• [DOCUMENT]:
--

The conference reconfirmed the impact of restructuring's uncertainty and of seemingly ever cheaper natural gas. Most surviving American companies -- and there are now even fewer fully fledged US wind companies -- must try and eke out a living overseas or in niche markets. Even larger areas of possibility domestically, with more sizeable funding and opportunities that may be little more than crumbs from the table of what has been dubbed the "carbon club," at times have seemed beset by squabbling within the renewables community.
The exception is Zond Corp, now that it has been bought by aggressively growing Texas energy giant Enron. Its cornering of the largest Midwestern contracts should ensure that it dominates America's wind industry for the next few years. That acquisition, announced in January, is the single most important event in wind in the last few years, noted Norm Terreri of Green Mountain Power Corp and former president of the American Wind Energy Association (AWEA), in the opening session. Symbolically enough, it also emerged at the conference that from now Zond will be known as Enron Wind Corp (EWC) when it develops wind projects -- and presumably when it goes for utility contracts. Its hardware, though, will be designed under the Zond Energy Systems name, and the turbine series will remain known as the Z Series.
Windpower '97, from June 15-18 in the state capital of oil-rich Texas, drew 425 participants, a decrease from 510 a year earlier in Denver, Colorado. The 27th annual conference and exhibition of AWEA, the three day event was also sponsored by the US Department of Energy (DOE) and the government run National Renewable Energy Laboratory (NREL), as well as the wind friendly Green Mountain Power Corp of Vermont.
The most stunning news that broke during the conference was the bankruptcy of FloWind Corp, one of the few US wind companies left. The voluntary filing had been anticipated for the last year (story page 31). Also notable, in terms of industry news at least, was the virtual absence of representatives from ailing New World Power Corp.
At the same time the low profile SeaWest Energy Systems of San Diego, which bought up the assets of the large Wyoming proposal from bankrupt Kenetech Corp (story page 16), was more evident in the public portions of the annual conference than in a while. Even so, the insiders' nature of the event was underscored in the exhibition, with Cannon Energy the only company to bring in a wind turbine. Wind may be the fastest growing energy technology, but even with signs that top governments might start taking global warming and air pollution seriously, at Windpower '97 it seemed that wind's role as a distinct, albeit small, industry is becoming less definite than ever.

--

• [RECORD LIST]:

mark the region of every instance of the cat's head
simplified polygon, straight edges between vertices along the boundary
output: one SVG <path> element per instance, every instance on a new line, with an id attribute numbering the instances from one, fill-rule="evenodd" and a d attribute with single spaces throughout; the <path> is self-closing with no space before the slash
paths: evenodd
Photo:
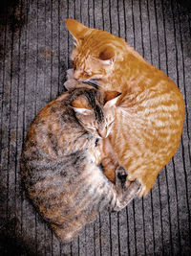
<path id="1" fill-rule="evenodd" d="M 71 106 L 88 133 L 96 138 L 106 138 L 112 130 L 118 97 L 118 92 L 85 89 L 72 102 Z"/>
<path id="2" fill-rule="evenodd" d="M 125 41 L 110 33 L 88 28 L 74 19 L 67 19 L 66 26 L 75 41 L 72 53 L 74 78 L 82 81 L 107 78 L 115 61 L 122 59 Z"/>

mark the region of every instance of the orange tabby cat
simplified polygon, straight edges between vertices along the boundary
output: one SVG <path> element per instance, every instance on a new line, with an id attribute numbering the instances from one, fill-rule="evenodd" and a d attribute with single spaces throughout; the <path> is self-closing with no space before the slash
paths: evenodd
<path id="1" fill-rule="evenodd" d="M 121 93 L 109 140 L 128 178 L 138 179 L 139 196 L 145 196 L 179 147 L 184 120 L 182 96 L 162 71 L 146 62 L 124 39 L 74 19 L 67 19 L 66 26 L 75 39 L 74 79 L 96 80 L 99 89 Z M 109 171 L 107 175 L 114 179 Z"/>

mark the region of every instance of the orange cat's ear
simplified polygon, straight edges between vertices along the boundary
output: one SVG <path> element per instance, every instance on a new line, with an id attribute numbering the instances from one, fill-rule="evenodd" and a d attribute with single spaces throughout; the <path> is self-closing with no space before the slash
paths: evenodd
<path id="1" fill-rule="evenodd" d="M 100 51 L 98 59 L 104 64 L 113 64 L 115 60 L 115 50 L 112 46 L 106 46 Z"/>
<path id="2" fill-rule="evenodd" d="M 90 30 L 80 22 L 72 18 L 66 19 L 65 24 L 76 41 L 82 40 L 85 36 L 85 33 Z"/>
<path id="3" fill-rule="evenodd" d="M 77 114 L 82 115 L 91 115 L 93 113 L 92 109 L 90 109 L 88 105 L 88 102 L 84 97 L 78 97 L 74 101 L 72 102 L 71 107 Z"/>
<path id="4" fill-rule="evenodd" d="M 104 92 L 104 106 L 116 106 L 121 93 L 117 91 Z"/>

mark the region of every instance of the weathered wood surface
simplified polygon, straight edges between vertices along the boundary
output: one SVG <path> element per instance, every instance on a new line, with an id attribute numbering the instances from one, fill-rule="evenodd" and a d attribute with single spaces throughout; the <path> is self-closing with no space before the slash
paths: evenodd
<path id="1" fill-rule="evenodd" d="M 191 14 L 164 0 L 18 0 L 0 10 L 0 255 L 191 255 Z M 179 1 L 185 2 L 185 1 Z M 63 91 L 73 39 L 67 17 L 125 38 L 185 101 L 180 149 L 144 199 L 101 213 L 60 244 L 19 186 L 19 157 L 36 112 Z"/>

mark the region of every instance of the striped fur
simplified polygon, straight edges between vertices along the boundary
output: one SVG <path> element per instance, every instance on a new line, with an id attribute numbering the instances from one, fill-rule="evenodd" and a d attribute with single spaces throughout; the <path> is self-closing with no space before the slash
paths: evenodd
<path id="1" fill-rule="evenodd" d="M 141 183 L 139 196 L 145 196 L 179 147 L 184 120 L 182 96 L 163 72 L 122 38 L 73 19 L 66 25 L 75 39 L 74 77 L 95 79 L 100 90 L 121 92 L 109 139 L 117 162 L 130 180 Z M 115 178 L 110 170 L 106 175 Z"/>
<path id="2" fill-rule="evenodd" d="M 126 188 L 122 167 L 116 171 L 116 185 L 98 167 L 100 136 L 107 136 L 115 118 L 115 99 L 106 102 L 106 96 L 88 88 L 64 93 L 37 114 L 25 140 L 22 182 L 61 242 L 72 241 L 103 209 L 123 208 L 132 190 L 138 190 L 136 182 Z"/>

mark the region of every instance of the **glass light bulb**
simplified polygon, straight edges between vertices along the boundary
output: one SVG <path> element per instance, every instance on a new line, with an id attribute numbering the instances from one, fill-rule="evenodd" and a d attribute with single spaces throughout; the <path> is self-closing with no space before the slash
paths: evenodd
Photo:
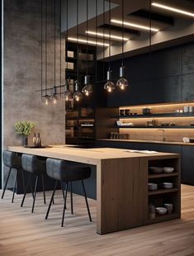
<path id="1" fill-rule="evenodd" d="M 84 93 L 86 96 L 89 96 L 90 93 L 92 92 L 92 84 L 87 84 L 82 89 L 82 92 Z"/>
<path id="2" fill-rule="evenodd" d="M 116 88 L 115 84 L 111 81 L 107 81 L 105 83 L 104 89 L 106 90 L 107 92 L 111 92 L 111 91 L 114 90 L 115 88 Z"/>
<path id="3" fill-rule="evenodd" d="M 116 82 L 116 86 L 118 86 L 121 90 L 124 90 L 127 86 L 129 86 L 129 82 L 124 78 L 120 78 Z"/>
<path id="4" fill-rule="evenodd" d="M 69 90 L 65 91 L 64 94 L 64 97 L 66 102 L 69 102 L 69 98 L 71 97 L 71 92 L 69 92 Z"/>
<path id="5" fill-rule="evenodd" d="M 76 91 L 73 94 L 73 98 L 76 100 L 76 102 L 79 102 L 83 97 L 82 93 L 79 91 Z"/>

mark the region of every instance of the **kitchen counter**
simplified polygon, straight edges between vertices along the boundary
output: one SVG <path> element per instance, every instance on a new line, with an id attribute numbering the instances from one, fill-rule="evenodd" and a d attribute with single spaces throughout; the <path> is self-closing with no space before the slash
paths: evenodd
<path id="1" fill-rule="evenodd" d="M 69 145 L 45 149 L 9 146 L 8 150 L 95 165 L 98 234 L 180 217 L 180 155 L 177 154 L 132 153 L 127 149 L 112 148 L 77 149 Z M 173 191 L 178 192 L 176 213 L 154 221 L 148 219 L 148 169 L 152 161 L 154 164 L 157 161 L 159 164 L 173 164 L 176 169 L 176 178 L 178 178 L 176 181 L 177 188 Z"/>
<path id="2" fill-rule="evenodd" d="M 113 139 L 97 139 L 97 140 L 120 141 L 120 142 L 137 142 L 137 143 L 155 143 L 167 145 L 194 145 L 194 143 L 185 143 L 182 141 L 162 141 L 162 140 L 113 140 Z"/>

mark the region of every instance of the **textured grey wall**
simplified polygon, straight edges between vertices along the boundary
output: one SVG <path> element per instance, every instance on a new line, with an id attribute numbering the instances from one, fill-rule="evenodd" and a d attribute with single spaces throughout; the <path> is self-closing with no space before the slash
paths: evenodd
<path id="1" fill-rule="evenodd" d="M 54 19 L 53 3 L 48 1 L 48 87 L 54 85 Z M 21 145 L 21 139 L 13 132 L 13 124 L 19 120 L 35 123 L 35 131 L 40 132 L 45 145 L 62 144 L 65 140 L 64 102 L 45 106 L 41 102 L 41 1 L 4 1 L 4 85 L 3 85 L 3 145 Z M 59 21 L 57 15 L 57 35 Z M 45 18 L 45 17 L 44 17 Z M 45 21 L 44 21 L 45 22 Z M 45 36 L 45 34 L 43 35 Z M 59 41 L 57 41 L 59 49 Z M 62 45 L 63 55 L 64 47 Z M 44 58 L 45 58 L 45 52 Z M 59 51 L 57 50 L 56 80 L 59 84 Z M 64 69 L 64 62 L 62 63 Z M 43 77 L 45 79 L 45 78 Z M 62 80 L 64 75 L 62 76 Z"/>

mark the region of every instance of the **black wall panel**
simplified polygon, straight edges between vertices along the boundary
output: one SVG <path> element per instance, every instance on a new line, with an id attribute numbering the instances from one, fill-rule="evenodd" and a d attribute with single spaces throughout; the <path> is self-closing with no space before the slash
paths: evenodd
<path id="1" fill-rule="evenodd" d="M 120 65 L 111 63 L 115 82 Z M 127 58 L 125 66 L 130 87 L 108 94 L 108 107 L 194 100 L 194 42 Z"/>

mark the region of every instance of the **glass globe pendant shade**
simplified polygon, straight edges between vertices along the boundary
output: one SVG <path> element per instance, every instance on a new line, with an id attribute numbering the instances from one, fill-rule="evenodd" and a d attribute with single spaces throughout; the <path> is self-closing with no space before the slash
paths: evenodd
<path id="1" fill-rule="evenodd" d="M 49 95 L 47 94 L 45 96 L 45 105 L 49 104 Z"/>
<path id="2" fill-rule="evenodd" d="M 69 81 L 67 80 L 66 84 L 64 85 L 64 97 L 66 102 L 69 102 L 69 99 L 72 97 L 72 94 L 69 91 L 68 86 L 69 86 Z"/>
<path id="3" fill-rule="evenodd" d="M 83 94 L 78 90 L 78 83 L 76 81 L 75 83 L 75 92 L 73 94 L 73 98 L 76 102 L 79 102 L 83 98 Z"/>
<path id="4" fill-rule="evenodd" d="M 111 92 L 116 88 L 114 83 L 111 82 L 111 70 L 109 69 L 107 71 L 107 82 L 104 85 L 104 89 L 108 92 Z"/>
<path id="5" fill-rule="evenodd" d="M 56 96 L 56 88 L 55 88 L 55 86 L 54 86 L 54 88 L 53 88 L 52 100 L 53 100 L 54 104 L 57 103 L 57 96 Z"/>
<path id="6" fill-rule="evenodd" d="M 111 92 L 115 89 L 115 84 L 111 81 L 107 81 L 104 85 L 104 89 Z"/>
<path id="7" fill-rule="evenodd" d="M 90 77 L 88 75 L 85 75 L 84 77 L 84 87 L 82 89 L 82 92 L 86 96 L 89 96 L 90 93 L 92 92 L 92 85 L 89 83 Z"/>
<path id="8" fill-rule="evenodd" d="M 121 90 L 124 90 L 129 86 L 129 82 L 124 78 L 124 66 L 120 68 L 120 78 L 116 82 L 116 86 L 118 86 Z"/>

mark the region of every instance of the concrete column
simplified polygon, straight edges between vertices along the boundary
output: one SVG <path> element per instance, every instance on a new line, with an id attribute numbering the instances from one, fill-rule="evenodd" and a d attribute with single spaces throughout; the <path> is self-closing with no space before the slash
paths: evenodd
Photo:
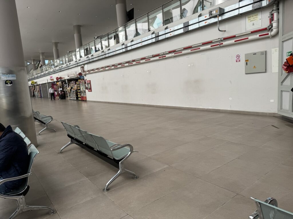
<path id="1" fill-rule="evenodd" d="M 81 38 L 81 30 L 80 25 L 74 25 L 74 39 L 75 40 L 75 48 L 79 48 L 82 46 L 82 39 Z"/>
<path id="2" fill-rule="evenodd" d="M 58 48 L 58 44 L 59 43 L 55 42 L 52 43 L 53 44 L 53 53 L 54 53 L 54 59 L 57 59 L 60 56 L 59 55 L 59 49 Z"/>
<path id="3" fill-rule="evenodd" d="M 33 70 L 34 71 L 37 69 L 36 66 L 35 60 L 34 59 L 32 59 L 32 65 L 33 65 Z"/>
<path id="4" fill-rule="evenodd" d="M 116 0 L 116 13 L 118 27 L 127 22 L 127 10 L 126 0 Z"/>
<path id="5" fill-rule="evenodd" d="M 0 122 L 18 127 L 37 146 L 15 1 L 0 5 Z"/>
<path id="6" fill-rule="evenodd" d="M 40 53 L 40 59 L 41 60 L 41 64 L 43 66 L 46 65 L 46 63 L 45 62 L 45 53 Z"/>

--

• [TASKS]:
1 – Condense the paragraph beginning "Windpower '97, from June 15-18" in the article about the wind conference into a short bulleted list that keeps its main facts.
2 – Write out the passage of the article about the wind conference from "At the same" up to and including "definite than ever.", word for word.

• [RESPONSE LIST]:
1 –
- Windpower '97 ran June 15-18 in the capital of Texas.
- It drew 425 participants, down from 510 the year before in Denver, Colorado.
- It was AWEA's 27th annual conference and exhibition.
- The US Department of Energy (DOE), the National Renewable Energy Laboratory (NREL), and Green Mountain Power Corp of Vermont also sponsored the three-day event.

2 –
At the same time the low profile SeaWest Energy Systems of San Diego, which bought up the assets of the large Wyoming proposal from bankrupt Kenetech Corp (story page 16), was more evident in the public portions of the annual conference than in a while. Even so, the insiders' nature of the event was underscored in the exhibition, with Cannon Energy the only company to bring in a wind turbine. Wind may be the fastest growing energy technology, but even with signs that top governments might start taking global warming and air pollution seriously, at Windpower '97 it seemed that wind's role as a distinct, albeit small, industry is becoming less definite than ever.